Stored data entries
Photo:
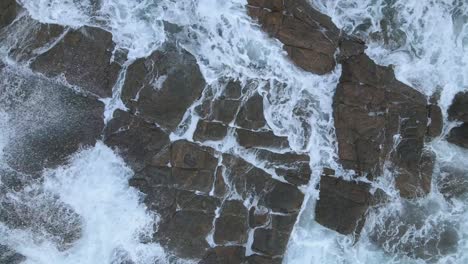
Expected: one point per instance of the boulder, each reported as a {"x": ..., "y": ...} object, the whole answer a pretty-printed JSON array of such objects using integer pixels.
[
  {"x": 260, "y": 139},
  {"x": 342, "y": 205},
  {"x": 137, "y": 140},
  {"x": 436, "y": 121},
  {"x": 458, "y": 111},
  {"x": 27, "y": 38},
  {"x": 250, "y": 115},
  {"x": 8, "y": 256},
  {"x": 459, "y": 108},
  {"x": 283, "y": 198},
  {"x": 272, "y": 242},
  {"x": 209, "y": 131},
  {"x": 163, "y": 86},
  {"x": 378, "y": 118},
  {"x": 453, "y": 181},
  {"x": 430, "y": 241},
  {"x": 459, "y": 135},
  {"x": 84, "y": 57},
  {"x": 8, "y": 10},
  {"x": 231, "y": 226},
  {"x": 48, "y": 121},
  {"x": 309, "y": 37},
  {"x": 224, "y": 255}
]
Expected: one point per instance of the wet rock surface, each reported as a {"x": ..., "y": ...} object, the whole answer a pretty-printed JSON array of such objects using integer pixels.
[
  {"x": 342, "y": 205},
  {"x": 458, "y": 111},
  {"x": 8, "y": 10},
  {"x": 7, "y": 256},
  {"x": 371, "y": 109},
  {"x": 84, "y": 57},
  {"x": 163, "y": 86},
  {"x": 309, "y": 37}
]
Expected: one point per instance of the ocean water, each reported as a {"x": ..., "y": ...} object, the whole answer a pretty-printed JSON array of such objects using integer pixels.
[{"x": 425, "y": 41}]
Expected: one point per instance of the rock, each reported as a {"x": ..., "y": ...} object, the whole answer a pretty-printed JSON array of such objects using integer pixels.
[
  {"x": 189, "y": 179},
  {"x": 8, "y": 10},
  {"x": 48, "y": 121},
  {"x": 163, "y": 86},
  {"x": 185, "y": 233},
  {"x": 258, "y": 217},
  {"x": 453, "y": 182},
  {"x": 191, "y": 156},
  {"x": 250, "y": 115},
  {"x": 342, "y": 205},
  {"x": 370, "y": 108},
  {"x": 209, "y": 131},
  {"x": 222, "y": 110},
  {"x": 273, "y": 242},
  {"x": 459, "y": 108},
  {"x": 8, "y": 256},
  {"x": 293, "y": 167},
  {"x": 436, "y": 121},
  {"x": 137, "y": 140},
  {"x": 411, "y": 185},
  {"x": 309, "y": 37},
  {"x": 252, "y": 139},
  {"x": 459, "y": 135},
  {"x": 231, "y": 226},
  {"x": 84, "y": 57},
  {"x": 224, "y": 255},
  {"x": 259, "y": 259},
  {"x": 284, "y": 198}
]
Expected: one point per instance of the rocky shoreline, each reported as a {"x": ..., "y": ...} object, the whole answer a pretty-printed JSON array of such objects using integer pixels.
[{"x": 215, "y": 206}]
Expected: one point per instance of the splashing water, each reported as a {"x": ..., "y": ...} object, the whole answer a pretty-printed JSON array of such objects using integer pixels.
[
  {"x": 425, "y": 40},
  {"x": 94, "y": 186}
]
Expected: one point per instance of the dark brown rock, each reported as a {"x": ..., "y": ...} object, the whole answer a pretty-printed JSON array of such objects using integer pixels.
[
  {"x": 293, "y": 167},
  {"x": 27, "y": 38},
  {"x": 428, "y": 243},
  {"x": 8, "y": 256},
  {"x": 8, "y": 10},
  {"x": 189, "y": 179},
  {"x": 284, "y": 198},
  {"x": 185, "y": 233},
  {"x": 371, "y": 107},
  {"x": 231, "y": 226},
  {"x": 83, "y": 56},
  {"x": 453, "y": 182},
  {"x": 272, "y": 242},
  {"x": 162, "y": 87},
  {"x": 224, "y": 255},
  {"x": 137, "y": 140},
  {"x": 191, "y": 156},
  {"x": 250, "y": 115},
  {"x": 459, "y": 108},
  {"x": 411, "y": 185},
  {"x": 209, "y": 131},
  {"x": 252, "y": 139},
  {"x": 459, "y": 135},
  {"x": 259, "y": 259},
  {"x": 436, "y": 121},
  {"x": 49, "y": 121},
  {"x": 258, "y": 217},
  {"x": 342, "y": 205},
  {"x": 309, "y": 38}
]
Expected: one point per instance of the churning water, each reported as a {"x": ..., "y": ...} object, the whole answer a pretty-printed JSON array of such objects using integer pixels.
[{"x": 425, "y": 40}]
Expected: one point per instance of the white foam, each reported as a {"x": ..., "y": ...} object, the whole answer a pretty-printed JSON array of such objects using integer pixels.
[{"x": 114, "y": 221}]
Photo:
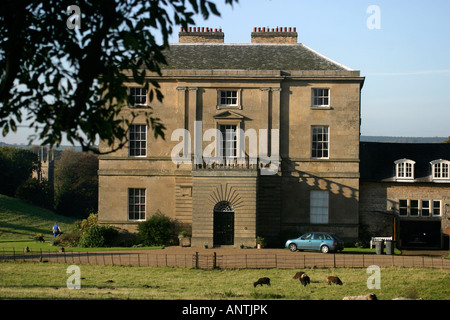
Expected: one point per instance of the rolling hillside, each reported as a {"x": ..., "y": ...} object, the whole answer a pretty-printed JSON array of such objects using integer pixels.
[{"x": 19, "y": 220}]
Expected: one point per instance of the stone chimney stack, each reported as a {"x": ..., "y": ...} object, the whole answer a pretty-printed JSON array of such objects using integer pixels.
[
  {"x": 201, "y": 35},
  {"x": 274, "y": 35}
]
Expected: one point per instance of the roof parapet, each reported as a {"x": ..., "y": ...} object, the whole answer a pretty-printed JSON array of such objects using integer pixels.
[
  {"x": 274, "y": 35},
  {"x": 201, "y": 35}
]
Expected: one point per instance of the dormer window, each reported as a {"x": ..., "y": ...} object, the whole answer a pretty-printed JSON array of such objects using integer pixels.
[
  {"x": 404, "y": 170},
  {"x": 440, "y": 169}
]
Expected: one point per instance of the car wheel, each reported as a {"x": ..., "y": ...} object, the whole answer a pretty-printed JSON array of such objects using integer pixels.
[{"x": 324, "y": 249}]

Short problem —
Quote exactly, and nothing besides, the lines from the one with "Expected: one point per instance of the churning" through the end of the records above; include both ends and omit the pictures.

Response to the task —
Expected: one point per instance of the churning water, each reported as a {"x": ..., "y": ...} object, the whole answer a pretty-printed JSON array of such objects using integer pixels.
[{"x": 425, "y": 40}]
Expected: one point per instance of the white foam, each reported as a {"x": ..., "y": ...} object, the whole answer a pretty-printed JSON array of such objects using integer pixels.
[{"x": 114, "y": 221}]
Photo:
Expected: one point per instance of the rolling hillside, each reported as a {"x": ..., "y": ...} object, the whole answer a pretty-printed JSON array of such objects using integer pixels.
[{"x": 19, "y": 220}]
Expected: one point per instance of the stone chimney stack, each reported as a {"x": ..., "y": ...} object, the whole answer a pretty-printed JSON array of such objects using integer pixels.
[
  {"x": 201, "y": 35},
  {"x": 274, "y": 35}
]
Expected: one point per instance of the roof parapet, each reported as a {"x": ..., "y": ...} object, the whole answer a pretty-printed JSON array of such objects using integer pixels.
[
  {"x": 274, "y": 35},
  {"x": 201, "y": 35}
]
Expected: one point per instance of the dormer window, each reported as a {"x": ..., "y": ...} object, the whole answer a pretty-printed JSON array of such objects using integer pixels.
[
  {"x": 404, "y": 170},
  {"x": 440, "y": 169}
]
Expected: one point per instance of the car wheel, each reported as a {"x": ..., "y": ...} object, the whole answer a pretty-printed JSON array of such objects using integer pixels.
[{"x": 324, "y": 249}]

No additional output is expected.